(Location identification entries)
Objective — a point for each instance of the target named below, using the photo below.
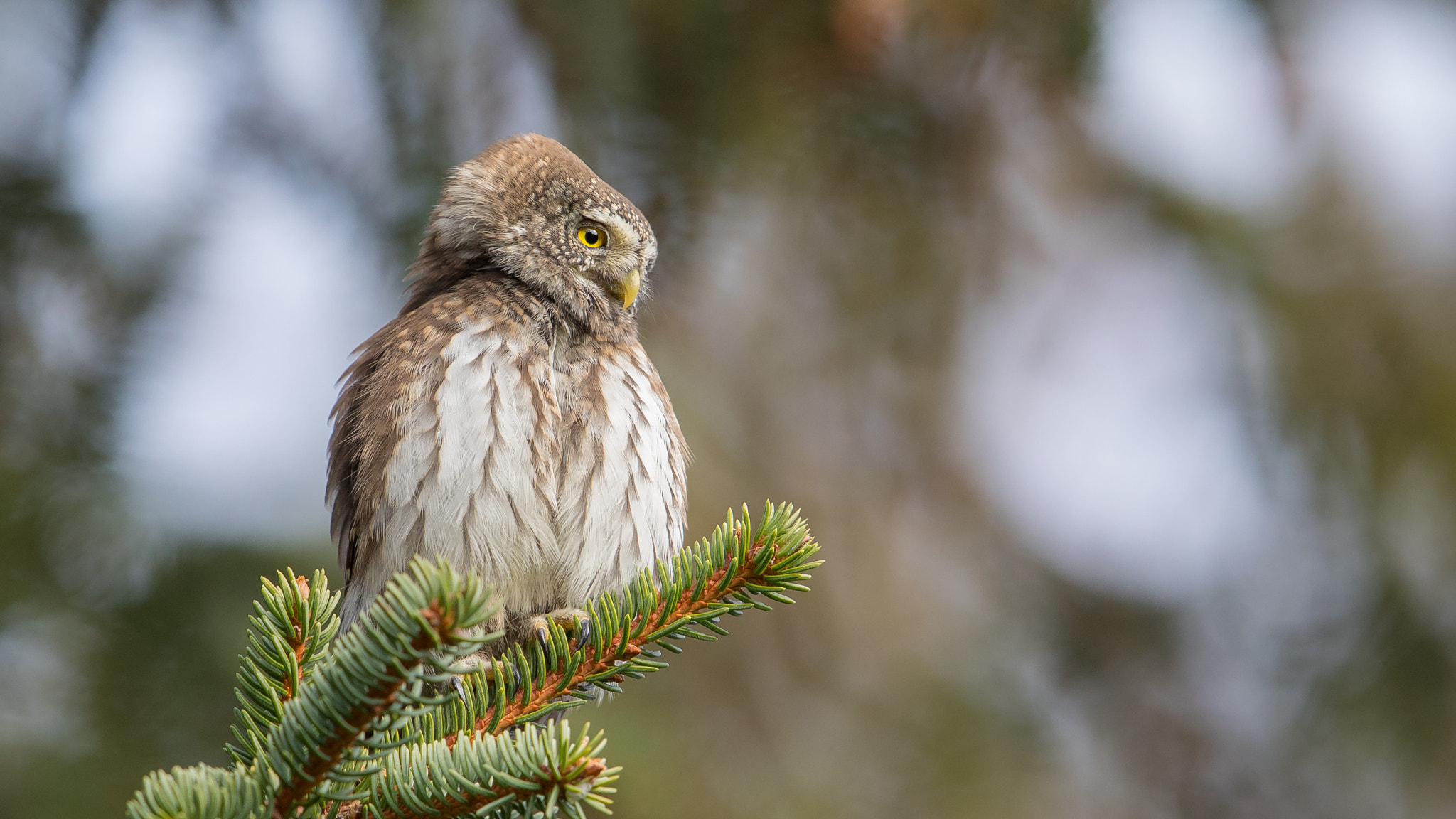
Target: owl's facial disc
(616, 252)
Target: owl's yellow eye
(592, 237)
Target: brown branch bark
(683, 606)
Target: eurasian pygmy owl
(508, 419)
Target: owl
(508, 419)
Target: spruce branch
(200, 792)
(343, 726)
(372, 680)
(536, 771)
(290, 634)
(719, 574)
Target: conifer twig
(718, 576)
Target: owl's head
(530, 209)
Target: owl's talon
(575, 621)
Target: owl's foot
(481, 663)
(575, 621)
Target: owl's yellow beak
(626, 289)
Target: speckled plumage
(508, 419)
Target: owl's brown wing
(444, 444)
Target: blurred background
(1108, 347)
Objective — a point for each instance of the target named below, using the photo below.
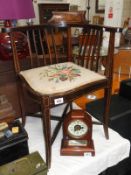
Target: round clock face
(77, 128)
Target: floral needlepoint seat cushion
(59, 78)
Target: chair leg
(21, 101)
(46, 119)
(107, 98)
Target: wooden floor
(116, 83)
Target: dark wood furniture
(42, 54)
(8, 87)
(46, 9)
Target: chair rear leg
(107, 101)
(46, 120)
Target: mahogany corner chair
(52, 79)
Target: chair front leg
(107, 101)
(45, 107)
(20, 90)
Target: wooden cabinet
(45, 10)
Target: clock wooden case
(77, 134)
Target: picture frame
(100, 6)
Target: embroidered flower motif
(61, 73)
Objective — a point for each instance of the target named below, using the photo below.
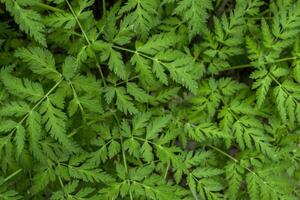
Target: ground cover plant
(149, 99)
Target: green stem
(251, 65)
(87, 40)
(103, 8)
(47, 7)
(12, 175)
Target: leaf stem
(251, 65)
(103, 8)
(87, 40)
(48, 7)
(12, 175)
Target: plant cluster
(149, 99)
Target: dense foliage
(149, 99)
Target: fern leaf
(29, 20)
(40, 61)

Exercise goal: Each entry must be retyped word for word, with every image omitted.

Result for this task:
Objective — a point for each instance of the target named below, using the photo below.
Target: owl's facial disc
(616, 252)
Target: owl's yellow eye
(592, 237)
Target: brown branch bark
(683, 606)
Target: eurasian pygmy owl
(508, 419)
Target: owl
(508, 419)
Target: spruce branch
(200, 792)
(343, 726)
(372, 680)
(536, 771)
(290, 634)
(719, 574)
Target: conifer twig
(718, 576)
Target: owl's head
(530, 209)
Target: owl's talon
(575, 621)
Target: owl's foot
(481, 663)
(575, 621)
Target: owl's yellow beak
(626, 289)
Target: speckled plumage
(508, 419)
Target: owl's brown wing
(444, 444)
Target: blurred background
(1108, 347)
Objective — a point for each instance of the target named below, using the photo below.
Target: round clock face
(77, 128)
Target: floral needlepoint seat cushion
(59, 78)
Target: chair leg
(21, 101)
(46, 119)
(107, 98)
Target: wooden floor
(116, 83)
Target: dark wood furniture
(42, 54)
(8, 87)
(46, 9)
Target: chair rear leg
(107, 101)
(46, 120)
Target: mahogany corner chair
(52, 79)
Target: chair front leg
(107, 101)
(45, 107)
(20, 90)
Target: wooden cabinet
(45, 10)
Target: clock wooden case
(77, 134)
Target: picture frame
(100, 6)
Target: embroidered flower motif
(61, 73)
Objective — a point for each instance of the target named below, using the photo below.
Target: ground cover plant
(149, 99)
Target: green stem
(251, 65)
(87, 40)
(103, 8)
(47, 7)
(12, 175)
Target: leaf stem
(251, 65)
(103, 8)
(87, 40)
(48, 7)
(12, 175)
Target: plant cluster
(149, 99)
Target: dense foliage
(149, 99)
Target: fern leaf
(29, 20)
(40, 61)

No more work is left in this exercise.